-- STUDY TEXT --
###
You're reading: UN puts off destroying last smallpox viruses

Health ministers from around the world agreed on May 24 to put off setting a deadline to destroy the last known stockpiles of the smallpox virus for three more years, rejecting a U.S. plan that had called for a five-year delay.

After two days of heated debate, the 193-nation World Health Assembly agreed by consensus to a compromise that calls for another review in 2014.

The United States had proposed a five-year extension to destroying the U.S. and Russian stockpiles, arguing that more research is needed and the stockpiles could help prevent one of the world’s deadliest diseases from being used as a biological weapon.

But opponents at the decision-making assembly of the World Health Organization said they saw little reason to retain the stockpiles, and objected to the delay in destroying them.

Dr. Nils Daulaire, head of the U.S. Office of Global Health Affairs and the chief American delegate to the assembly, expressed some disappointment but said the compromise was satisfactory.
###
-- Stored records --
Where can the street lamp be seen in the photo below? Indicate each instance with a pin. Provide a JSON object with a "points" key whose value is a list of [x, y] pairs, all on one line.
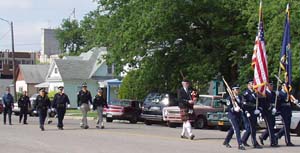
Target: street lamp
{"points": [[13, 52]]}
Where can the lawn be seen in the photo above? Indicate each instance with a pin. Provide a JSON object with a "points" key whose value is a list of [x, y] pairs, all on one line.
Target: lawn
{"points": [[75, 112]]}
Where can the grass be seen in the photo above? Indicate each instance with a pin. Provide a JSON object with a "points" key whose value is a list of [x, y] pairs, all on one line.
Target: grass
{"points": [[75, 112]]}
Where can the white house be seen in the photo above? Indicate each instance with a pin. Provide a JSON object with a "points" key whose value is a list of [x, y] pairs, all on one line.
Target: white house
{"points": [[71, 72]]}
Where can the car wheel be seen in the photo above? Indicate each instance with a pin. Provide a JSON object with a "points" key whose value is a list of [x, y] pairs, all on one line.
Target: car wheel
{"points": [[171, 125], [133, 120], [199, 123], [147, 122], [109, 119], [298, 129]]}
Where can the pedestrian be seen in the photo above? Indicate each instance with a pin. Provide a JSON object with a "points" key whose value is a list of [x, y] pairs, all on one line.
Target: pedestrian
{"points": [[98, 104], [186, 104], [249, 106], [234, 116], [24, 105], [285, 111], [268, 114], [60, 103], [84, 103], [42, 105], [8, 104]]}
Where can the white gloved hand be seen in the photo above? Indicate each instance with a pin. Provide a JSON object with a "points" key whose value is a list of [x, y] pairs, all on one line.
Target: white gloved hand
{"points": [[237, 109], [277, 93], [257, 111], [274, 111]]}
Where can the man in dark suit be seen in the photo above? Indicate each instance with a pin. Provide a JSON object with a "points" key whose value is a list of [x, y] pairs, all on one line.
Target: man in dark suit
{"points": [[186, 104]]}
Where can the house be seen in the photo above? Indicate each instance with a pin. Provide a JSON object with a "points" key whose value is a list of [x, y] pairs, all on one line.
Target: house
{"points": [[71, 72], [30, 75]]}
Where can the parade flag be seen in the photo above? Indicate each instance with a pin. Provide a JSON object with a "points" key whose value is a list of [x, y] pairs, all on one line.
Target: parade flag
{"points": [[259, 59], [286, 54]]}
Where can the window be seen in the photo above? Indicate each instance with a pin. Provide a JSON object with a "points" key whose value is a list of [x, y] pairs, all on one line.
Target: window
{"points": [[1, 65], [10, 65], [109, 69]]}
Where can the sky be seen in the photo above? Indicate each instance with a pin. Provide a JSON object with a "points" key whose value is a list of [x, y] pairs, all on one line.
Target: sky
{"points": [[30, 16]]}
###
-- REQUIRED TASKS --
1 > According to the smallpox article, in what year does the compromise call for another review?
2 > Decide whether each statement agrees with the smallpox article, answering yes or no and quoting the deciding words. (a) The World Health Assembly reached its decision after two days of debate. (b) The assembly adopted the U.S. plan for a five-year delay. (c) The chief American delegate called the compromise unsatisfactory.

-- EXPECTED OUTPUTS --
1 > 2014

2 >
(a) Yes: "After two days of heated debate"
(b) No: "rejecting a U.S. plan that had called for a five-year delay"
(c) No: "said the compromise was satisfactory"